== Data lines ==
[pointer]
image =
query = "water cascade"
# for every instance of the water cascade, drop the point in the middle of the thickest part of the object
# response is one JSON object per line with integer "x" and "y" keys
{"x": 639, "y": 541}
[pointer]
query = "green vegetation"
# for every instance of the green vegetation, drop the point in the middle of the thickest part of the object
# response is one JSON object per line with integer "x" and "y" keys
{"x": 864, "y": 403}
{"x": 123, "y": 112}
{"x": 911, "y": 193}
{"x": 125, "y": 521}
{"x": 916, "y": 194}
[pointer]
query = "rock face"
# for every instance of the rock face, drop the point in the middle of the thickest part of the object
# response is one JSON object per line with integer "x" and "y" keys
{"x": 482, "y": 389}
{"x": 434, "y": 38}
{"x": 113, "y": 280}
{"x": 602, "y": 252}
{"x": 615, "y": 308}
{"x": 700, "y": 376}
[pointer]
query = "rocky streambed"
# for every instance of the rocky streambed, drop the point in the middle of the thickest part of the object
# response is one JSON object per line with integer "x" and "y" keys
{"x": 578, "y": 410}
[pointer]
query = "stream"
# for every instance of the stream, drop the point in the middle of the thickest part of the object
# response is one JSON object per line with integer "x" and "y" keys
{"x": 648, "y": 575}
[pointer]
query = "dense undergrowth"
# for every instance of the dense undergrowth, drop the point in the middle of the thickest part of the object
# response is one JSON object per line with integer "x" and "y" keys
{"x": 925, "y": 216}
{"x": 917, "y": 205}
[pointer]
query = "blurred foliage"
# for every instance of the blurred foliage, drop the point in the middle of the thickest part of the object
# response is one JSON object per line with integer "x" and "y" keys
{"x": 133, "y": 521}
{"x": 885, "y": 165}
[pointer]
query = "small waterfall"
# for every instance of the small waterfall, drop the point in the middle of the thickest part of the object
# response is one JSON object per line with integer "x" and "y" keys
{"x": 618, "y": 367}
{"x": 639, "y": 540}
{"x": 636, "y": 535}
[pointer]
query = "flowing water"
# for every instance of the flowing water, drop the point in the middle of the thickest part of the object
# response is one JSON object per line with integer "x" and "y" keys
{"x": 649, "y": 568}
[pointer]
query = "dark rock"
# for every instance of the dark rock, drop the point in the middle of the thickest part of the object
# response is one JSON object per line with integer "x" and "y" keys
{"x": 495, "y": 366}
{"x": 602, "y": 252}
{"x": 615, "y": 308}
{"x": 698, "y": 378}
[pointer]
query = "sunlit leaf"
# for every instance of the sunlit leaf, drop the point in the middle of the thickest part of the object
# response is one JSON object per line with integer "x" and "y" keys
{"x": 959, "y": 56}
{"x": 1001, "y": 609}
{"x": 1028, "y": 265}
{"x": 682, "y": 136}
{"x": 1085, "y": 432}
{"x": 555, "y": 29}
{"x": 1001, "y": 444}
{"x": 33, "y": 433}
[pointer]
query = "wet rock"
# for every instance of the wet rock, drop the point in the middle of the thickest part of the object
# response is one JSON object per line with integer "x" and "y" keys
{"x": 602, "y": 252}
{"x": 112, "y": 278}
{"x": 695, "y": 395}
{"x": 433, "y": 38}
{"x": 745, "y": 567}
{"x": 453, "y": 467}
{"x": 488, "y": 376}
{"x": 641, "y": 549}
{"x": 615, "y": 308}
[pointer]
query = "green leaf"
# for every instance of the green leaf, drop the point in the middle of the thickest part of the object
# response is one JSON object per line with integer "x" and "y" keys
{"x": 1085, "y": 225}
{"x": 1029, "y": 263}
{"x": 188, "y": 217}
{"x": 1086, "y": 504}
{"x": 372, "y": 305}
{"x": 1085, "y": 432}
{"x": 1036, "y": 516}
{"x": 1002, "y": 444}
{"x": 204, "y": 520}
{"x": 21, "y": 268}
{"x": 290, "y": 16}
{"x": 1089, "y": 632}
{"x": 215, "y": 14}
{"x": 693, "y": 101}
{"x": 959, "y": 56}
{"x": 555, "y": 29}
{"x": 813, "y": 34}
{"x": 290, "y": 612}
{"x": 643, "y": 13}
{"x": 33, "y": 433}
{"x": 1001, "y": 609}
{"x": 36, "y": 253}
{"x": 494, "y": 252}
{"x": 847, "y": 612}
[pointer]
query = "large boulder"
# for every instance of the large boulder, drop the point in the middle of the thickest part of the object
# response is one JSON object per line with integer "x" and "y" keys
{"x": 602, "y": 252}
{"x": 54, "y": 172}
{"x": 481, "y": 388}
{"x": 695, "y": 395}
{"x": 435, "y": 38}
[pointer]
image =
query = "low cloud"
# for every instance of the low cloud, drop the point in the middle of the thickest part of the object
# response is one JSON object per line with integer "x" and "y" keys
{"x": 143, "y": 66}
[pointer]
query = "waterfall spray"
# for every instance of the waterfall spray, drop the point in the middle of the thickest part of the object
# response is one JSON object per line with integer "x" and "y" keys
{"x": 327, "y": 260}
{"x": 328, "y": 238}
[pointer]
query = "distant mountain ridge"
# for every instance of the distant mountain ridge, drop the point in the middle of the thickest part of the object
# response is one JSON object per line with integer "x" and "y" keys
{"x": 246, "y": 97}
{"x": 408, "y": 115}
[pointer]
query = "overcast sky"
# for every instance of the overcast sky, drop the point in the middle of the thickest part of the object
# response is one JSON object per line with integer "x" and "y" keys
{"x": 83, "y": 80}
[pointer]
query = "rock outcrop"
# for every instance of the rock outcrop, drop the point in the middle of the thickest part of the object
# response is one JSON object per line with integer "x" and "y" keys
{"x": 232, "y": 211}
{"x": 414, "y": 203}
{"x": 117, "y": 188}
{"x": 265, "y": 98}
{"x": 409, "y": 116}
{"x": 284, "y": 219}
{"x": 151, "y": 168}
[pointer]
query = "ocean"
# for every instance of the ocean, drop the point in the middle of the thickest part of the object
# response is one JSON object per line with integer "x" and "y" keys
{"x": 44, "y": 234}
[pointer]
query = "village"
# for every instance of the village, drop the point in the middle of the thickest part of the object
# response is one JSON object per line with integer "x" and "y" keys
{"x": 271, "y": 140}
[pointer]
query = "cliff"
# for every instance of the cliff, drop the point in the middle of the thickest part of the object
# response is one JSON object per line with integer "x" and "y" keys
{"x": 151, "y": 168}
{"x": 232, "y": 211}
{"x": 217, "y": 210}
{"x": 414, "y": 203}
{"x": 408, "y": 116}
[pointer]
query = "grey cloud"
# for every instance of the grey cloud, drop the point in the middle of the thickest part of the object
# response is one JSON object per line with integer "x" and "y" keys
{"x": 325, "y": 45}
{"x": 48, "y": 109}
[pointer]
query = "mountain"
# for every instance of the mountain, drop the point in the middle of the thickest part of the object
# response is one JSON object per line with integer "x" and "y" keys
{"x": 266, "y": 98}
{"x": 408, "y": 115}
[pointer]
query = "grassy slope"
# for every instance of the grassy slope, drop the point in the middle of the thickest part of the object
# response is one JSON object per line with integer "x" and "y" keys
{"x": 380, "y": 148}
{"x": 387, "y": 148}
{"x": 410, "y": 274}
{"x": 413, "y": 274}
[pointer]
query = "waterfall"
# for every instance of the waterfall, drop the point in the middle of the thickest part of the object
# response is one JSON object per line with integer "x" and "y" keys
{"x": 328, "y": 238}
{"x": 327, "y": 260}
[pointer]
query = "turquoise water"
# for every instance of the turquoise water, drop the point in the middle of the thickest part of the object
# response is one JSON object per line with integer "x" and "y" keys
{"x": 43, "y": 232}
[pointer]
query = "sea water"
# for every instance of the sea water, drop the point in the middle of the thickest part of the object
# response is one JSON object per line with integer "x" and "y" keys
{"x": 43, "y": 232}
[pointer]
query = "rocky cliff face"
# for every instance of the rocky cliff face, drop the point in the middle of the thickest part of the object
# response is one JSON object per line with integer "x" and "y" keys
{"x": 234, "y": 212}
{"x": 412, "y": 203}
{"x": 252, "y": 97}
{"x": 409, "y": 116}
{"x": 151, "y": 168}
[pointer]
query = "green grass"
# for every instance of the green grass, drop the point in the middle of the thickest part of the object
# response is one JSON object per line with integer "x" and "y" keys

== Exercise aim ==
Show, copied in full, each of the lines above that contains the string "cloud".

== Result of this task ==
query = "low cloud"
# for every instance of the low cloud, drop the point in the middle of the thickest part of the object
query = "grey cloud"
# for every instance of the grey cloud, drop the point in the middle of the thickest part of the object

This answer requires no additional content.